▶ [TASK TO COMPLETE]: Starting from the line containing "Point out every instance of the metal", write out the rest of the entries exactly, through the final line, including nothing else.

▶ [DATA SECTION]:
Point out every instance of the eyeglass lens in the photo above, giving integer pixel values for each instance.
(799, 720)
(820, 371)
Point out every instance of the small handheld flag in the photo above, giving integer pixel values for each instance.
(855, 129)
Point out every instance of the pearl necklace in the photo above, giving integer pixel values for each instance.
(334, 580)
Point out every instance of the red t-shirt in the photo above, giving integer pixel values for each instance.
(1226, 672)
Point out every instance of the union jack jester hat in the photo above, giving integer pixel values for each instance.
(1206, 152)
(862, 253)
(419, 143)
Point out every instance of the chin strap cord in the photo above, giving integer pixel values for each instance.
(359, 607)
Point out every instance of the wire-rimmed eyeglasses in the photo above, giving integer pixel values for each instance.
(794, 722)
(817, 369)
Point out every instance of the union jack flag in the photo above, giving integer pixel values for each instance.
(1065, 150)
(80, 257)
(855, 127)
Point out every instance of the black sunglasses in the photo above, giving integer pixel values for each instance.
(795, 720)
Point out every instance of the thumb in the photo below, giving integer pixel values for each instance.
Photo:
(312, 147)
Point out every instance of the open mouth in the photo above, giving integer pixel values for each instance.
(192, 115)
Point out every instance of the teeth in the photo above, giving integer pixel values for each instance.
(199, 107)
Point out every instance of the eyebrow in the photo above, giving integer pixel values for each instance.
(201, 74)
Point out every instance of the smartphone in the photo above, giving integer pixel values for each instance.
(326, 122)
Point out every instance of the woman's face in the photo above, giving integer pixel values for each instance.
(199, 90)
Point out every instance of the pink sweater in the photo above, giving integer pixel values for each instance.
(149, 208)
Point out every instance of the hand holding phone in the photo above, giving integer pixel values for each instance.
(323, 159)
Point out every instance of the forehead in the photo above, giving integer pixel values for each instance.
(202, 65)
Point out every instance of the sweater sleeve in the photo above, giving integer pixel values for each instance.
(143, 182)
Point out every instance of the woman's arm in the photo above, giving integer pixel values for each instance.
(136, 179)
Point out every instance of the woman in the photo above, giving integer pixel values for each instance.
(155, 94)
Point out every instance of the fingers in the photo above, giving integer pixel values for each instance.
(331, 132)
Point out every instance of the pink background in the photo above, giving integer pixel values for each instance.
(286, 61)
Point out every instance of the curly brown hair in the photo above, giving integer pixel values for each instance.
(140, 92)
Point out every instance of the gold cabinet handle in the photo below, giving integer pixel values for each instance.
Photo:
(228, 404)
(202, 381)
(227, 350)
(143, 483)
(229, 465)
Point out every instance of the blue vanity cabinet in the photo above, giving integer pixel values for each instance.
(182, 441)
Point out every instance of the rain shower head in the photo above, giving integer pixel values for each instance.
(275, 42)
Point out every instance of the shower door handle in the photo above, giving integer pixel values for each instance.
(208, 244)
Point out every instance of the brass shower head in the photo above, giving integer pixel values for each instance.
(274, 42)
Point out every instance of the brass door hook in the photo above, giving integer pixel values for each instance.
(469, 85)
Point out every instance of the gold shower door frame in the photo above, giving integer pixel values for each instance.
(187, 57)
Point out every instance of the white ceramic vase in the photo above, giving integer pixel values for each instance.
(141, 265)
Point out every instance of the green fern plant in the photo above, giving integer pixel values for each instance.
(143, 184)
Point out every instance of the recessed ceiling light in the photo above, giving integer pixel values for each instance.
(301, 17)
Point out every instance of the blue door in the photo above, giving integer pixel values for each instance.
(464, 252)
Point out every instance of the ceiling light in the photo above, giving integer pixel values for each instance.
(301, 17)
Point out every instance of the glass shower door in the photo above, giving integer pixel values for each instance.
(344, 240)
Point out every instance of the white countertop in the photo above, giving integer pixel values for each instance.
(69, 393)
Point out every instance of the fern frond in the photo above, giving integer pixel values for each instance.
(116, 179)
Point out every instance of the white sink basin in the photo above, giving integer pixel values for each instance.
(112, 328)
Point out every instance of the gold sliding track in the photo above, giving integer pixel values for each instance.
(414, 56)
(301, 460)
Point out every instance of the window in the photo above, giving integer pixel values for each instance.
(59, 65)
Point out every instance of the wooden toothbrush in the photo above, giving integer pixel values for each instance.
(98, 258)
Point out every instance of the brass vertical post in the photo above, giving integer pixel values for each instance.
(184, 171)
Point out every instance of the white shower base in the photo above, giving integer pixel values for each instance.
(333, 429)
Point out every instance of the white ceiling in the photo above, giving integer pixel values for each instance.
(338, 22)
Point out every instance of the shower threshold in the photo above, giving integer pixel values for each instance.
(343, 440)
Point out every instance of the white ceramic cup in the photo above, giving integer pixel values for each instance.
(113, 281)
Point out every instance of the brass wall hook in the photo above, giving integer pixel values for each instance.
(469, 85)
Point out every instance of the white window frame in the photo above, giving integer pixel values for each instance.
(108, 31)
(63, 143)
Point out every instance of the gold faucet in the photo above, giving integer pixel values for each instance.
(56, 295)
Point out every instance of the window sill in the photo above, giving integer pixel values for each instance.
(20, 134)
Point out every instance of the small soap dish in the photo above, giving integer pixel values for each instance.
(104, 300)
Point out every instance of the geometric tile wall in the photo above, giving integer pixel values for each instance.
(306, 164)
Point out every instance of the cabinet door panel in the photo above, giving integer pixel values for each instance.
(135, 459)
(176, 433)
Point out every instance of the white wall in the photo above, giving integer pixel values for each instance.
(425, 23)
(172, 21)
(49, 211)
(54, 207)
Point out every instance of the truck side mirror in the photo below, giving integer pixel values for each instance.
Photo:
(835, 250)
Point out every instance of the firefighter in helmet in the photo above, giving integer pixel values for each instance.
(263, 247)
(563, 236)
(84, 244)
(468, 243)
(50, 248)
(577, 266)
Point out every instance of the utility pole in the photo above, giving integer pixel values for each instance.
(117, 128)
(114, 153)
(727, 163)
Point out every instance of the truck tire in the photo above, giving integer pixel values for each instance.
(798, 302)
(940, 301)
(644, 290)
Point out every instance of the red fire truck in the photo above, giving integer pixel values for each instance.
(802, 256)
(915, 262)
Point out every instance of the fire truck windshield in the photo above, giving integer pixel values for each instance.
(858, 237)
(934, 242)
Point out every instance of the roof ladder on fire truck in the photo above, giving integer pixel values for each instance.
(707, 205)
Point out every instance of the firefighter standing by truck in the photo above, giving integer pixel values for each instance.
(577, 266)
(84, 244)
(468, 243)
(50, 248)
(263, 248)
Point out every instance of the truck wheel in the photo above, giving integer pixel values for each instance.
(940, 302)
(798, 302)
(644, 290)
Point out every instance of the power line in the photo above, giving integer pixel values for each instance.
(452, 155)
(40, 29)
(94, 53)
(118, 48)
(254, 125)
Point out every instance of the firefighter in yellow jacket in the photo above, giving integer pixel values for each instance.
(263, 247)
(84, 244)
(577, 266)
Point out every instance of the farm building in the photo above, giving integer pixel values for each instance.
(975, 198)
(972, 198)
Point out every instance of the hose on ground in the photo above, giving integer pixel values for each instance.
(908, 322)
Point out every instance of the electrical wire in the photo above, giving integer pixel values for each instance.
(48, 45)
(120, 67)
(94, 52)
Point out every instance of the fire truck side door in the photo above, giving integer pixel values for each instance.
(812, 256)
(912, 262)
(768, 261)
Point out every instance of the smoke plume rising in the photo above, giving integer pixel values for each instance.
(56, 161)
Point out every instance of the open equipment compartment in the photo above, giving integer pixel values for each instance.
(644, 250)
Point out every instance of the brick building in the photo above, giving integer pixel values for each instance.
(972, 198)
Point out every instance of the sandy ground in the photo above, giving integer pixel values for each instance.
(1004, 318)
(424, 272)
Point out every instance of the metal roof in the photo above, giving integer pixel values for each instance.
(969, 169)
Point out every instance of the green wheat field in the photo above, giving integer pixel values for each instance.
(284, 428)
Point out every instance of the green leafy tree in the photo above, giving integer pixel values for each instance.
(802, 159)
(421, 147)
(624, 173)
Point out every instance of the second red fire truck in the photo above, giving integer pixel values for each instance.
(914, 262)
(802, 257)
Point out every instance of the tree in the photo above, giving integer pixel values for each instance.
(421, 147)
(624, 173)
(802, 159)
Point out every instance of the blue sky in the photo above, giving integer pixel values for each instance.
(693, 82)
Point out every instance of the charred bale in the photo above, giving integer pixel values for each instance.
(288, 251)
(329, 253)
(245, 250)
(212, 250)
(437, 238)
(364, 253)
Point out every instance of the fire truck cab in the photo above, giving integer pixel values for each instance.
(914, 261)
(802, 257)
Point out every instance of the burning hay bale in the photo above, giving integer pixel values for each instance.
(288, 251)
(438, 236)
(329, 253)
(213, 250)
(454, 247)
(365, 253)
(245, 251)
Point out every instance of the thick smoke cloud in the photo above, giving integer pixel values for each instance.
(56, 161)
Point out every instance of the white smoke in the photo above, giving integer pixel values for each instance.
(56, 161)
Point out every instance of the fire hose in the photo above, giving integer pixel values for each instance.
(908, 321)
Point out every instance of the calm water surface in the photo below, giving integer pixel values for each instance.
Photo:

▶ [RESPONSE FOR THIS EXERCISE]:
Point out every instance of the metal roof in the photo above, giving integer pixel values for each instance.
(969, 169)
Point out every instance of the green wheat field in the photo above, giving integer pixel values for each instance.
(284, 428)
Point out every instance of the green leafy tree in the photo above, giving integer pixel values for each instance.
(802, 159)
(421, 147)
(624, 173)
Point out every instance of the second red fire truck in the photo above, giving integer pixel values for each instance.
(914, 262)
(802, 257)
Point out every instance of the tree in the photo above, giving integer pixel values for each instance.
(421, 147)
(624, 173)
(802, 159)
Point out every instance of the blue sky in the photo above, giving integer pixel values for each instance.
(693, 82)
Point out every instance of the charred bale in the photo above, giving integer pixel values for each instance.
(288, 251)
(329, 253)
(245, 250)
(212, 250)
(437, 238)
(364, 253)
Point out every instance of the fire truck cab in the photo above, giving integer pixel values for each instance.
(914, 261)
(802, 257)
Point out every instance of the burning hay bale in the photo above, giving integer pixel values for each instance.
(288, 251)
(438, 236)
(329, 253)
(213, 250)
(454, 247)
(365, 253)
(245, 251)
Point out every instance of the thick smoke cloud in the photo above, giving integer pixel values for each instance.
(56, 161)
Point out every instance of the white smoke in the photo above, giving integer pixel values for each instance.
(56, 161)
Point out every instance of the fire hose in the photo above, giving integer pixel values for each instance.
(908, 321)
Point out every instance of the calm water surface in the photo below, giving integer pixel values for each instance.
Photo:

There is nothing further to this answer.